◆ Required tasks:
1) Summarize the MK-8527 article below in two sentences.
2) Please list every group of countries named in the endorsers' quoted demand about licensing agreements in the MK-8527 article below.
3) Answer these questions about the MK-8527 article below.
(a) How many organizations sent the letter to Merck?
(b) What yearly price does the letter call for in low- and middle-income countries?
(c) How many people contract HIV every year?
+++ Quoted passage
177 prominent organizations leading the fight against HIV from around the world sent a letter to Merck’s Chairman and Chief Executive Officer, Robert M. Davis, demanding his commitment to a global access strategy for MK-8527 covering price, overcoming patent barriers, product registration and more for all LMICs. MK-8527 is a promising long-acting HIV prevention pill, taken monthly as pre-exposure prophylaxis (PrEP), that is in late stage clinical development.
The letter, available here, calls for transparent and fair pricing, at or below $40 per year for MK-8527 for all low- and middle-income countries (LMICs), comparable with generic daily oral PrEP. Endorsers also demand that “Merck should commit to non-exclusive voluntary licensing agreements, such as with the Medicines Patent Pool (MPP), now, before regulatory approval, to ensure generic production of the active pharmaceutical ingredients and the finished product can begin as soon as possible….Critically, these licensing agreements must include all countries classified as low- and middle-income counries—not just low-income countries and high-incidence nations, or a subset of middle-income countries, but upper-middle-income countries as well.”
More than 1.3 million people contract HIV every year; experts predict new HIV infections will surge because of the Trump Administration’s decimation of many HIV prevention programs in 2025, including US government programs funding daily oral PrEP. Activists warn that, if MK-8527 proves effective, excluding some LMICs from an access strategy will unnecessarily prolong the pandemic.
++++++
+++ Source data
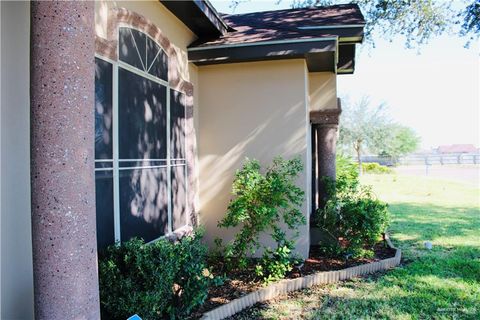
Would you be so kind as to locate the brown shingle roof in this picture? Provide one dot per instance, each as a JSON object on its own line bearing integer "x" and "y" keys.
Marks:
{"x": 284, "y": 24}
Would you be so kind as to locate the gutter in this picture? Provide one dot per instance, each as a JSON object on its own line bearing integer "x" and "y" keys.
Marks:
{"x": 263, "y": 43}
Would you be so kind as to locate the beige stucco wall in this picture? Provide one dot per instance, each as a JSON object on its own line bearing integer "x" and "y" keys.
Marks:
{"x": 256, "y": 110}
{"x": 322, "y": 90}
{"x": 16, "y": 297}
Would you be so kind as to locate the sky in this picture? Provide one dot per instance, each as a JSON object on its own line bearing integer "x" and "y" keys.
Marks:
{"x": 434, "y": 90}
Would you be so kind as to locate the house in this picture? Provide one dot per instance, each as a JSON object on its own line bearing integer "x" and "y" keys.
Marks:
{"x": 456, "y": 148}
{"x": 122, "y": 119}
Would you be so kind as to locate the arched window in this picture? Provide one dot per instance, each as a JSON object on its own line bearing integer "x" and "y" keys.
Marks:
{"x": 140, "y": 162}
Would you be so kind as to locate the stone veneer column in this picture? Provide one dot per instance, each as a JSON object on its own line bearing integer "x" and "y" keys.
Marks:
{"x": 325, "y": 126}
{"x": 62, "y": 160}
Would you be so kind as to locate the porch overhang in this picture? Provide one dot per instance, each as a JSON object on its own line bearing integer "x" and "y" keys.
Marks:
{"x": 320, "y": 53}
{"x": 199, "y": 16}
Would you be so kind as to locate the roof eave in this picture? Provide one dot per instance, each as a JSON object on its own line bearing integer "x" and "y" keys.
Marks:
{"x": 199, "y": 16}
{"x": 320, "y": 54}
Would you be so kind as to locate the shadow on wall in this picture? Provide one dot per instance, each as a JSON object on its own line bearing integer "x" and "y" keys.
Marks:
{"x": 279, "y": 134}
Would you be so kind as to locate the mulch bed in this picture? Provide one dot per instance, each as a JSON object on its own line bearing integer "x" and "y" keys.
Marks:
{"x": 240, "y": 283}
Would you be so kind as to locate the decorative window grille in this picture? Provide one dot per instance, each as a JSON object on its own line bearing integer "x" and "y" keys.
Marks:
{"x": 140, "y": 161}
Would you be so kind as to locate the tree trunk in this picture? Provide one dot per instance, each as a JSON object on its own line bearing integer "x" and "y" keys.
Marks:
{"x": 359, "y": 158}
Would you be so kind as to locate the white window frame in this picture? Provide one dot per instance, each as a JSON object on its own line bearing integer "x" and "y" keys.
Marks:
{"x": 115, "y": 140}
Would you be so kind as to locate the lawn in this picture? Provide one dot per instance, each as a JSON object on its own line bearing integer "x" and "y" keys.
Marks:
{"x": 442, "y": 283}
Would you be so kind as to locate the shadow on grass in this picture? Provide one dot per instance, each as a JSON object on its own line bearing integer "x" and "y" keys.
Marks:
{"x": 420, "y": 222}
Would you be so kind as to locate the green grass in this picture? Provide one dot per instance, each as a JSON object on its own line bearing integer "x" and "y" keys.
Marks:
{"x": 443, "y": 283}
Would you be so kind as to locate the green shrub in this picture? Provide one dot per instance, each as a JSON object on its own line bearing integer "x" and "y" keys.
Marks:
{"x": 376, "y": 168}
{"x": 157, "y": 280}
{"x": 262, "y": 203}
{"x": 352, "y": 216}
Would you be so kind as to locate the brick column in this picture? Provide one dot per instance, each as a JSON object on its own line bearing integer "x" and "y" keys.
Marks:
{"x": 325, "y": 132}
{"x": 62, "y": 160}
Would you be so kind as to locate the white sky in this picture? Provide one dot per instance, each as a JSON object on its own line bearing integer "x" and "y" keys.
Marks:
{"x": 436, "y": 92}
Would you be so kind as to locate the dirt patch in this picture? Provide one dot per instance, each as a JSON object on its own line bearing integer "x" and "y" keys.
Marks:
{"x": 240, "y": 283}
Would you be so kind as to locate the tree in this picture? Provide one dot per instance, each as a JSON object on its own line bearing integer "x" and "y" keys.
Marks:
{"x": 401, "y": 141}
{"x": 471, "y": 21}
{"x": 363, "y": 127}
{"x": 416, "y": 20}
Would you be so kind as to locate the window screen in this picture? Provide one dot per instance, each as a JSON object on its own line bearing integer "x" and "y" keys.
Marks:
{"x": 140, "y": 155}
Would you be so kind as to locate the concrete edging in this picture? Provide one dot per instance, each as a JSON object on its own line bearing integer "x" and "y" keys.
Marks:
{"x": 288, "y": 285}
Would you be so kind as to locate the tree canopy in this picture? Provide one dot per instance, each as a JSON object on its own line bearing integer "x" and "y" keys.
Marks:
{"x": 366, "y": 128}
{"x": 416, "y": 20}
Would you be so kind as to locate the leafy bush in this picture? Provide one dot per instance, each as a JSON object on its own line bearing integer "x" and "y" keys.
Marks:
{"x": 373, "y": 167}
{"x": 262, "y": 203}
{"x": 157, "y": 280}
{"x": 352, "y": 217}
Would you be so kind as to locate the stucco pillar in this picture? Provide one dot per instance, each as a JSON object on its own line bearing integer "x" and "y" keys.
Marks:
{"x": 325, "y": 133}
{"x": 62, "y": 160}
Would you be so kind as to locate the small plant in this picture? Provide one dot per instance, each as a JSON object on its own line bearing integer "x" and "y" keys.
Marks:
{"x": 352, "y": 217}
{"x": 376, "y": 168}
{"x": 262, "y": 203}
{"x": 157, "y": 280}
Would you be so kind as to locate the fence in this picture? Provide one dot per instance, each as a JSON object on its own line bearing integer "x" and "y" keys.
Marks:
{"x": 426, "y": 159}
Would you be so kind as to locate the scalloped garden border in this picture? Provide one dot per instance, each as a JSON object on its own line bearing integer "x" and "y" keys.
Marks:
{"x": 288, "y": 285}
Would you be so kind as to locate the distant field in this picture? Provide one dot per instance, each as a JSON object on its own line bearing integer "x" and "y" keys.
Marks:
{"x": 462, "y": 173}
{"x": 442, "y": 283}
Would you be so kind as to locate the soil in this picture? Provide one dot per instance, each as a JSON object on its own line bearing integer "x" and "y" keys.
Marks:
{"x": 240, "y": 283}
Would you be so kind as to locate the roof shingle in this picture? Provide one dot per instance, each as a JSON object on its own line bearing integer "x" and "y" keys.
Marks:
{"x": 286, "y": 24}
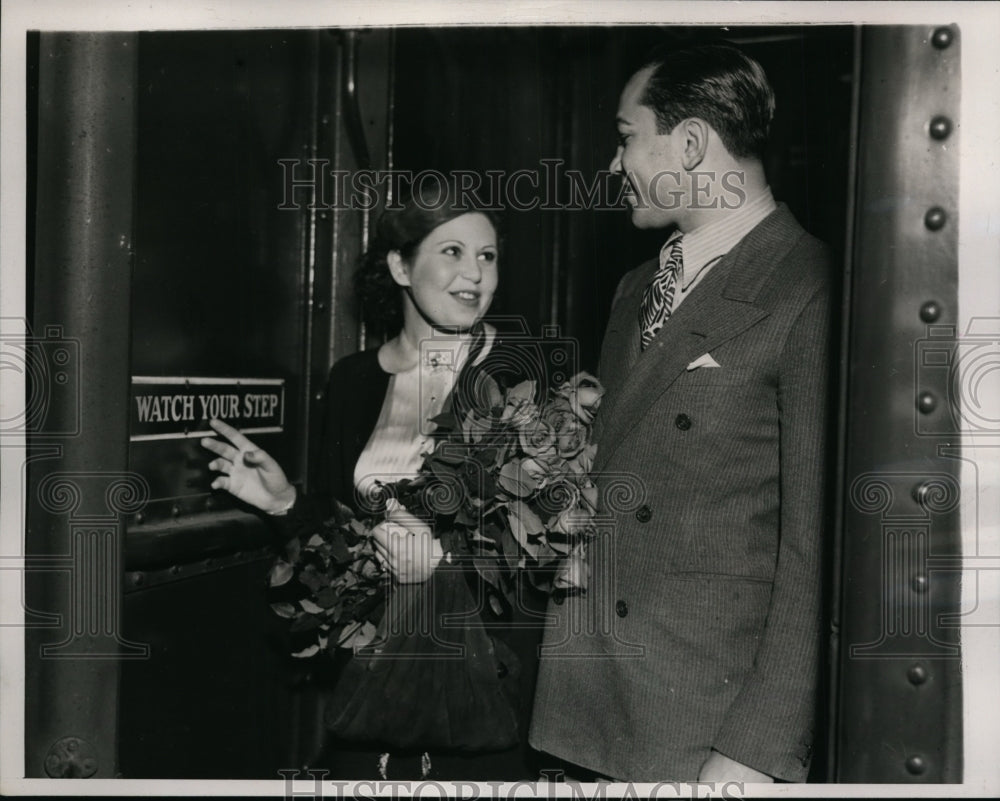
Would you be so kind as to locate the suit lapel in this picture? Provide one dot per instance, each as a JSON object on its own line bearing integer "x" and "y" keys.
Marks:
{"x": 721, "y": 307}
++++++
◆ Responses:
1) A letter from 177 HIV organizations to Merck's chairman and CEO, Robert M. Davis, demands a global access strategy for MK-8527, a monthly HIV prevention pill in late-stage development. It asks for a price at or below $40 per year and non-exclusive voluntary licensing that covers all low- and middle-income countries, warning that excluding any of them would prolong the pandemic as new infections are expected to rise.

2)
- Low- and middle-income countries
- Low-income countries
- High-incidence nations
- A subset of middle-income countries
- Upper-middle-income countries

3)
(a) 177
(b) At or below $40 per year
(c) More than 1.3 million